To do —
Nothing may be left out of the listing below but its images; repeat the rest exactly.

Material for this exercise —
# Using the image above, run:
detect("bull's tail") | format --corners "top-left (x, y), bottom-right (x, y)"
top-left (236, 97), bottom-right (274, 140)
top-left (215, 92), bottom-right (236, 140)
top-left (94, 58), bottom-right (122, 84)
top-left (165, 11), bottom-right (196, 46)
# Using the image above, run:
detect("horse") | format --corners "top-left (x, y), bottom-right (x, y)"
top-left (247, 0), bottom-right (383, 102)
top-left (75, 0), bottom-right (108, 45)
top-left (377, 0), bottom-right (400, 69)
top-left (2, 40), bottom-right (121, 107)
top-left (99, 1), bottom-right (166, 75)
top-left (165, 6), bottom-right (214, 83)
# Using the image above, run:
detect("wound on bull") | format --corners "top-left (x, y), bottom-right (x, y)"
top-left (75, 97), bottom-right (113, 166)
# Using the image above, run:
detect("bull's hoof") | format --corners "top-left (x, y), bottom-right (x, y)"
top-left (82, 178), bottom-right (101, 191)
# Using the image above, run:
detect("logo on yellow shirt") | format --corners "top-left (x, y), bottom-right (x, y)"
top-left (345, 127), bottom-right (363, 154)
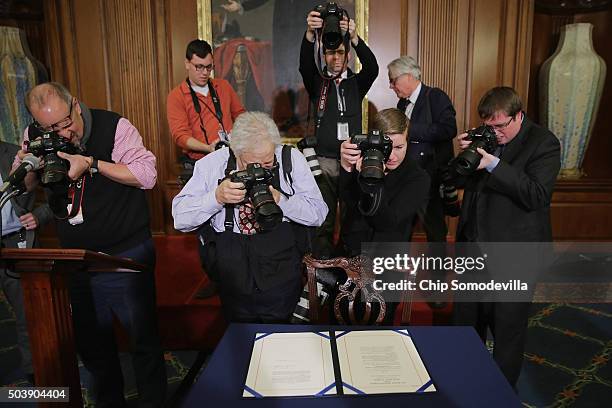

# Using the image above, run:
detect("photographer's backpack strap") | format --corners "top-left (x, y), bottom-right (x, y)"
top-left (223, 149), bottom-right (237, 232)
top-left (281, 144), bottom-right (295, 197)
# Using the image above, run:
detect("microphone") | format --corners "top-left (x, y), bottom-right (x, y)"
top-left (0, 155), bottom-right (41, 194)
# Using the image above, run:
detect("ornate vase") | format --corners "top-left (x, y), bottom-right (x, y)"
top-left (539, 23), bottom-right (607, 179)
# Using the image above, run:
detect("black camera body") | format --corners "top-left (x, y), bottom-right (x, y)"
top-left (314, 2), bottom-right (345, 50)
top-left (26, 131), bottom-right (79, 185)
top-left (351, 130), bottom-right (393, 188)
top-left (230, 163), bottom-right (283, 231)
top-left (451, 125), bottom-right (498, 176)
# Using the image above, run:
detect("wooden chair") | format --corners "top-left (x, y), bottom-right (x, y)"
top-left (303, 254), bottom-right (390, 325)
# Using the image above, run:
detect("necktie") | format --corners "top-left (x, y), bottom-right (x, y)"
top-left (494, 144), bottom-right (505, 158)
top-left (405, 99), bottom-right (414, 119)
top-left (237, 203), bottom-right (259, 235)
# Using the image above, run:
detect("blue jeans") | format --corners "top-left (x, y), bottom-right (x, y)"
top-left (69, 238), bottom-right (166, 407)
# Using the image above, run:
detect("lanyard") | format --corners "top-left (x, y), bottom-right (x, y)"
top-left (186, 79), bottom-right (226, 144)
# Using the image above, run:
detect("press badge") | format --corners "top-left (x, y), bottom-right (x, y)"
top-left (66, 203), bottom-right (84, 225)
top-left (17, 240), bottom-right (27, 249)
top-left (337, 122), bottom-right (349, 140)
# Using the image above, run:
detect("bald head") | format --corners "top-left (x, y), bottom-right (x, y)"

Exercise solution —
# Using the image above, run:
detect("bull's tail") | format --corners "top-left (x, y), bottom-right (x, y)"
top-left (236, 97), bottom-right (274, 140)
top-left (215, 92), bottom-right (236, 140)
top-left (94, 58), bottom-right (122, 84)
top-left (165, 11), bottom-right (196, 46)
# Using the image above, run:
detect("horse") | format --corners "top-left (x, y), bottom-right (x, y)"
top-left (247, 0), bottom-right (383, 102)
top-left (75, 0), bottom-right (108, 45)
top-left (377, 0), bottom-right (400, 69)
top-left (2, 40), bottom-right (121, 107)
top-left (99, 1), bottom-right (166, 75)
top-left (165, 6), bottom-right (214, 83)
# Using the image above, run:
detect("wound on bull") | format --corners "top-left (x, y), bottom-right (x, y)"
top-left (75, 97), bottom-right (113, 166)
# Using the image above, run:
detect("bull's hoof") | format --corners "top-left (x, y), bottom-right (x, y)"
top-left (82, 178), bottom-right (101, 191)
# Using the image above, run:
detect("logo on yellow shirt") | format --corners "top-left (x, y), bottom-right (x, y)"
top-left (345, 127), bottom-right (363, 154)

# Using the image above, run:
detect("photographer's backpack strap") | format --corners "top-left (x, y), bottom-right (x, y)"
top-left (223, 149), bottom-right (237, 232)
top-left (281, 144), bottom-right (295, 197)
# Using the image above, run:
detect("microphone") | format --corners "top-left (x, y), bottom-right (x, y)"
top-left (0, 155), bottom-right (41, 194)
# Using the image above, run:
detect("ornate vase") | format --corners "top-left (x, y), bottom-right (x, y)"
top-left (539, 23), bottom-right (607, 179)
# Using the image above, run:
detect("black camera body") | format --corners "top-left (x, y), bottom-right (x, y)"
top-left (314, 2), bottom-right (345, 50)
top-left (26, 131), bottom-right (79, 185)
top-left (351, 130), bottom-right (393, 188)
top-left (230, 163), bottom-right (283, 231)
top-left (451, 125), bottom-right (498, 176)
# Using the image above, run:
detect("wooden chair") | format --corners "top-left (x, y), bottom-right (x, y)"
top-left (303, 254), bottom-right (390, 325)
# Using the image above, run:
detect("necktie") | format --corners "top-left (x, y), bottom-right (x, y)"
top-left (494, 144), bottom-right (505, 158)
top-left (405, 99), bottom-right (414, 119)
top-left (237, 203), bottom-right (259, 235)
# Using the image above, run:
detect("blue jeans") | format --corners "top-left (x, y), bottom-right (x, y)"
top-left (69, 238), bottom-right (166, 407)
# Using the image above, run:
detect("lanyard") | format --corners "top-left (x, y), bottom-right (x, y)"
top-left (186, 79), bottom-right (226, 144)
# Using the image above, run:
detect("press badge") | format --corners "top-left (x, y), bottom-right (x, y)"
top-left (66, 203), bottom-right (84, 225)
top-left (17, 240), bottom-right (27, 249)
top-left (337, 122), bottom-right (349, 140)
# Using the image above, run:
detect("bald head") | format --corners "top-left (x, y), bottom-right (x, y)"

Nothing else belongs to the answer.